_Work request 1_:
In the passage about insulating a roof and ceiling, what R-value does the first writer plan to use in the 2x10 rafters?
_Work request 2_:
Carry on the passage about insulating a cathedral ceiling from where it stops.

I was thinking about adding ventilation baffles in each rafter bay to insure venting through the ridge vent and using R-30 in the 2X10 rafters. I was also planning to use R-13 in the knee walls and the ceiling. SHould the batts in the knee wall and ceiling be unfaced, since the R-30 in the roof will be kraft faced or that new encapsulated style.
Hoping someone can provide some recommendations. Thanks for your help!
What I'm doing for my cathedral ceiling is continuous ridge and soffit venting, with 2x blocking under the sheathing followed by 1/2" foil-faced rigid foam (to form a vent space and a radiant barrier) followed by 5.5" mineral fibre batts, with 2" of rigid foam under the rafters to form a thermal break. The only hole in my roof will be the bathroom stack, and that only because the code tells me so. In my mostly heating climate, VB will probably be OK under the rafters, held in place by the foam, rather than being tacked to the u/s of the foam. I'm probably going with T&G for the ceiling, so I doubt I'll need furring over the foam if I do it carefully enough. I'll put up a few rows and if I don't like it, I'll take it down and furr it with 1x3s.

_Dataset section_:
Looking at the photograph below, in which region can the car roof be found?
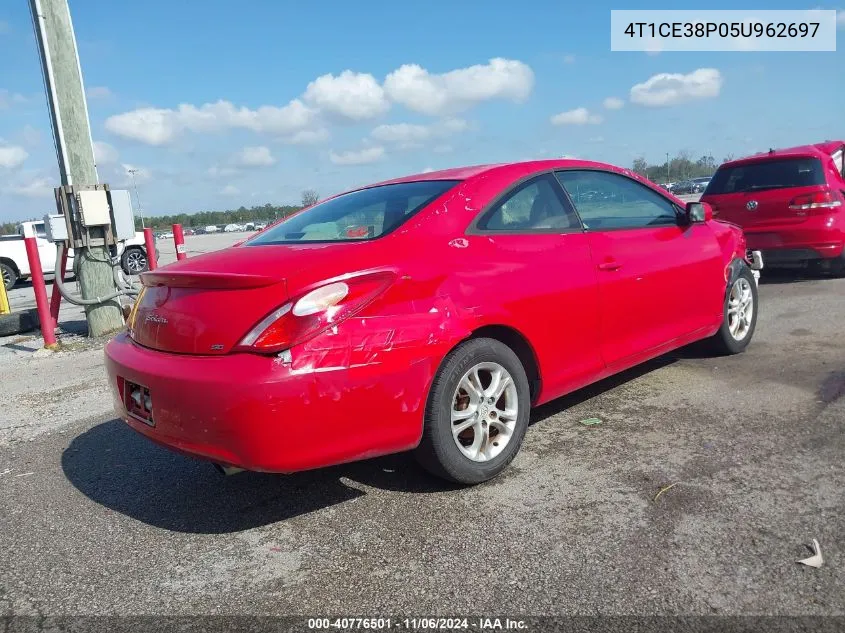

_Response 1_:
R-30.

_Response 2_:
In the walls I'm going with Icynene spray foam, to give better air infiltration blocking than batts.
As to the retrofit poster who started this thread, I'll throw in my uneducated opinion. If you're not tearing off the roof but you are tearing off the ceiling finish in the sections of sloped ceiling between the knee walls and the ceiling joist/rafter ties, you may be best to strap the U/S of each rafter with 2x4, then block and add foil-faced foam or foam vent baffles as you see fit, then go with batts or dense-pack cells or blown foam as the budget allows. VB on the U/S of the rafters- but it has to be continuous so it won't be great if you don't do the ceiling at the same time. And that would be nasty with all that loose blown insulation in there...The blown foam will give you some advantage by reducing vapour permeation, and if your building inspector and shingles will take it you may be able to get away with an unvented "hot" roof using this method- without strapping the rafters you'll still get a pretty good R value between 2x4 rafter bays. But again, this is just my 2 cents worth, and it ain't even worth that- what I know on this subject is 1/100 as much as some of the guys here who will get around to giving you their opinion shortly!
Edited 9/27/2004 8:03 pm ET by moltenmetal
Use unfaced insulation if the paper is going to be exposed, otherwise
it is concidered a fire hazard.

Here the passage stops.